### EXERCISE INPUTS:
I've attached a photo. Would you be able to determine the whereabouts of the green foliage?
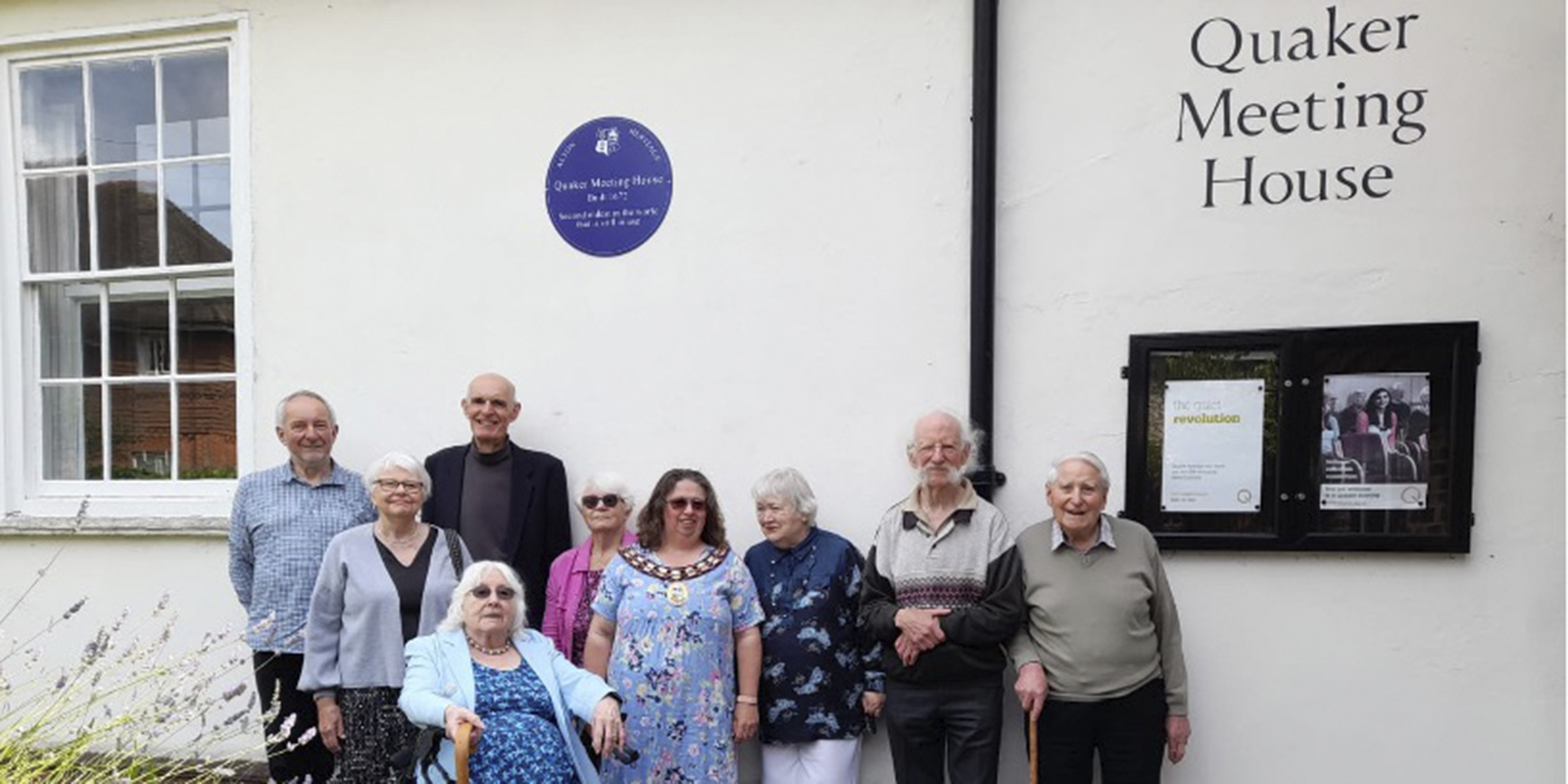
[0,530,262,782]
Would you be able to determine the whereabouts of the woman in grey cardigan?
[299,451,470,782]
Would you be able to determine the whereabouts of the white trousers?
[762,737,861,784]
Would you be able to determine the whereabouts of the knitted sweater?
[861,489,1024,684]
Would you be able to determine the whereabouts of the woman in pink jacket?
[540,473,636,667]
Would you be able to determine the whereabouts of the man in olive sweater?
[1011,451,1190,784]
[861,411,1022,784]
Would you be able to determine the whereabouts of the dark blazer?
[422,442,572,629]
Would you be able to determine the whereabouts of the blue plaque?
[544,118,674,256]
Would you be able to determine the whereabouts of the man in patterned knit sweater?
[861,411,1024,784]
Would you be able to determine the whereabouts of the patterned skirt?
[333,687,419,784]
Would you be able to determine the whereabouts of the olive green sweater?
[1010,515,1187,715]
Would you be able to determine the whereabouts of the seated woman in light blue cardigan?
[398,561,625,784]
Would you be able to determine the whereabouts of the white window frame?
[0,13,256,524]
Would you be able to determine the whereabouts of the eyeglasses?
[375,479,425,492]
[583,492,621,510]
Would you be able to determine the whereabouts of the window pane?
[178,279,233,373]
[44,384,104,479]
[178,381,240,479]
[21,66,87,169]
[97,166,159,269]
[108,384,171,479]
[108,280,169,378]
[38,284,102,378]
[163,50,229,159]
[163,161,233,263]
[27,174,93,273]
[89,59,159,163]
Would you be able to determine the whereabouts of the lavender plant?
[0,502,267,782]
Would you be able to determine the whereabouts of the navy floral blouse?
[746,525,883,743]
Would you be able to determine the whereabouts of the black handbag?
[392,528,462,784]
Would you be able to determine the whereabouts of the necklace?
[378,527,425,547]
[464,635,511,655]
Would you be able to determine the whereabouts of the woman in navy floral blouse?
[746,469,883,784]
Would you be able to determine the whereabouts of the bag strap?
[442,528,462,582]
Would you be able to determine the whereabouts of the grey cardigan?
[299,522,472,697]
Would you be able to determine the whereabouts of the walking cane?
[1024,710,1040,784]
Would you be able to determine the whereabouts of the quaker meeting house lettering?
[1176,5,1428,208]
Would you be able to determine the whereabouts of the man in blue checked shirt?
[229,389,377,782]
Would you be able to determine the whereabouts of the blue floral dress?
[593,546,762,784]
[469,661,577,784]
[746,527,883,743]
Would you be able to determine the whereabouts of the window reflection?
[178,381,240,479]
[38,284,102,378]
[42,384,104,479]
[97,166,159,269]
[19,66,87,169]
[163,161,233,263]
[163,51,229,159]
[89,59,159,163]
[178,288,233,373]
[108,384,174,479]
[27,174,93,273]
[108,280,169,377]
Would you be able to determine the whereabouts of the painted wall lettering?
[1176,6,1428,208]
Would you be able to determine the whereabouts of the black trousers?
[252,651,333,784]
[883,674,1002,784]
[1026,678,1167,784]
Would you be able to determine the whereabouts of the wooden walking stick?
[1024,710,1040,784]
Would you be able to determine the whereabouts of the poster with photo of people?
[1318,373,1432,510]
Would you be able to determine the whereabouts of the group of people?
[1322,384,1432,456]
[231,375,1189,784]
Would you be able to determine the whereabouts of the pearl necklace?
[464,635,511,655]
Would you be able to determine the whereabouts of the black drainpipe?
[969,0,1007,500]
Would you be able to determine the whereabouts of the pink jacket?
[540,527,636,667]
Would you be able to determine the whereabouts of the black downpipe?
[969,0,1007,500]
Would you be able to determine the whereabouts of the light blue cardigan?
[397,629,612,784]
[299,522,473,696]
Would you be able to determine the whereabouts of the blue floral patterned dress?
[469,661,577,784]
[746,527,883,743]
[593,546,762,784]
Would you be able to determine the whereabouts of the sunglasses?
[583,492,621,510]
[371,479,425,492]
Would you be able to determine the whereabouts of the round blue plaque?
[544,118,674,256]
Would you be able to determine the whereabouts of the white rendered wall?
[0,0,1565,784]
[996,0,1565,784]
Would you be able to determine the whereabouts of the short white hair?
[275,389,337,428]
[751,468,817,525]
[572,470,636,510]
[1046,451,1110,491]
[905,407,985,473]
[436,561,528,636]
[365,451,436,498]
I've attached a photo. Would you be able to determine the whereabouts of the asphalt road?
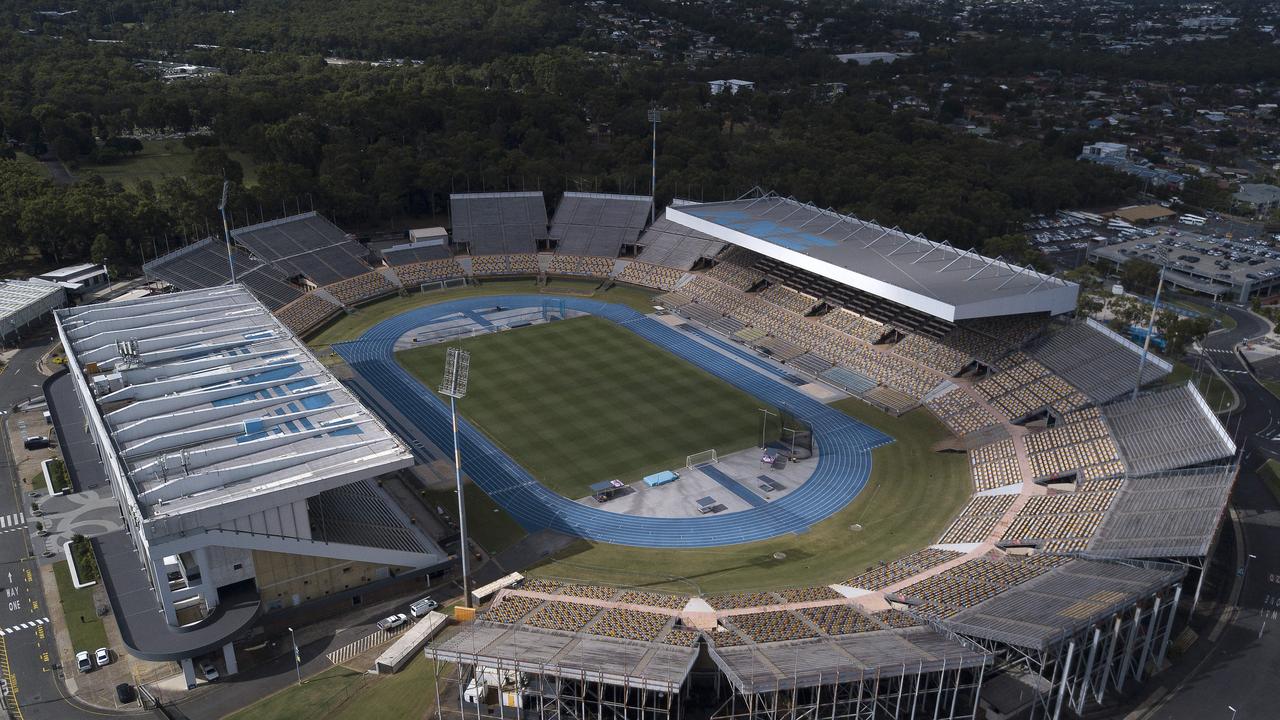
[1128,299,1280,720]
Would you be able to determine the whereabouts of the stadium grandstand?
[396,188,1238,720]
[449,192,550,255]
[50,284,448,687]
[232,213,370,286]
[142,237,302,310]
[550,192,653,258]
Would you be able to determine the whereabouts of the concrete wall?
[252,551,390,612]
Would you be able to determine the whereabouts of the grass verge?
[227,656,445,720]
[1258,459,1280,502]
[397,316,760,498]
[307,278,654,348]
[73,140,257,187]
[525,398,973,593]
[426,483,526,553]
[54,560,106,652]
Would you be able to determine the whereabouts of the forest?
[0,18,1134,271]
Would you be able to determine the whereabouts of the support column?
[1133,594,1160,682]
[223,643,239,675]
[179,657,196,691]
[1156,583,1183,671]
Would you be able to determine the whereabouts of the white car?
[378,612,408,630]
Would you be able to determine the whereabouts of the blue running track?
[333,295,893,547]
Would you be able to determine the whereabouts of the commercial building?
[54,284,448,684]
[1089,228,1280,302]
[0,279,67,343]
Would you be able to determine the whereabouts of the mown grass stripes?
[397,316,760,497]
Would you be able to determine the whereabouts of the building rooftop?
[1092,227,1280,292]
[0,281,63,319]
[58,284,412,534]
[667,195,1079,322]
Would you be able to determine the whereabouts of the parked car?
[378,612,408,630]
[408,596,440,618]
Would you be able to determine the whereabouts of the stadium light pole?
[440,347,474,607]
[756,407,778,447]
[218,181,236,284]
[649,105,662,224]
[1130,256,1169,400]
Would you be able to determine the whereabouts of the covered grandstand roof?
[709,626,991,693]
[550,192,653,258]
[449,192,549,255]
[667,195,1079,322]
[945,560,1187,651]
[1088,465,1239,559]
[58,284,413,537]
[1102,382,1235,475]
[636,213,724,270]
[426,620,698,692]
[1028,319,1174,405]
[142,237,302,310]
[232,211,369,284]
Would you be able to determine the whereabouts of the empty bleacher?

--

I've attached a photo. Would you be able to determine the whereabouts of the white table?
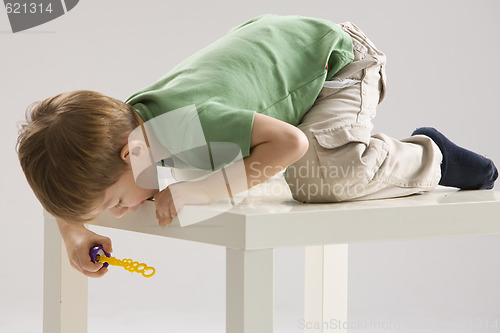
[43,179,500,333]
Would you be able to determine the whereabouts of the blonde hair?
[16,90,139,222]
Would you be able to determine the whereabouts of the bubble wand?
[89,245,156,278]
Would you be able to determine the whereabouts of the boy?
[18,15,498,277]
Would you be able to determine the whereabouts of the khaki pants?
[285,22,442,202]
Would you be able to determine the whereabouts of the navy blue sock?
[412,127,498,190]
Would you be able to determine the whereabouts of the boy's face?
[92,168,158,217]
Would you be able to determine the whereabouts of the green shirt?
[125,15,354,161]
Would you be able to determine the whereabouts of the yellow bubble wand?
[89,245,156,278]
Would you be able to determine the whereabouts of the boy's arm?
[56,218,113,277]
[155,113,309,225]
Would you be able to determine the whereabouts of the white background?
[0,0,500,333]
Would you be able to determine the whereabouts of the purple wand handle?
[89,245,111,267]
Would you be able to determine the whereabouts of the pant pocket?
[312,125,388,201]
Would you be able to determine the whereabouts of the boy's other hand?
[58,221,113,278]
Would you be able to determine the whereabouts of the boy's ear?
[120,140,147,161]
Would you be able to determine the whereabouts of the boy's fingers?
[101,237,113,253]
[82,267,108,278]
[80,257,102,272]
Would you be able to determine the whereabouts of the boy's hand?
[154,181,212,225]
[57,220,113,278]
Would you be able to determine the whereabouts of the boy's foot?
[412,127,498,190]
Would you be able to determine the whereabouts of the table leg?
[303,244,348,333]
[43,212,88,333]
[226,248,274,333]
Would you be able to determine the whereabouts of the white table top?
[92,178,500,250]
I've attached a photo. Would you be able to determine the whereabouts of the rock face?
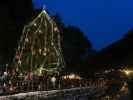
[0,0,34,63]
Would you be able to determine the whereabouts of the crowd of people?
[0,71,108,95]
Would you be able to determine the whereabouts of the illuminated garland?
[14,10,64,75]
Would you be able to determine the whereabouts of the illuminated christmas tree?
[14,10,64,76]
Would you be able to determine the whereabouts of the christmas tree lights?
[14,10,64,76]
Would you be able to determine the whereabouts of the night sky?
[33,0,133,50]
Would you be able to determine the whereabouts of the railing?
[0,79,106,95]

### GOAL:
Gather every line of the material above that contains the string "wand", matching case exactly, and copy each one in full.

### EXPECTED ANSWER:
Would you be able to determine the whereabouts of the bubble wand?
Would you be able to determine the whereabouts of the yellow bubble wand?
Would you be able to determine the whereabouts of the purple wand handle?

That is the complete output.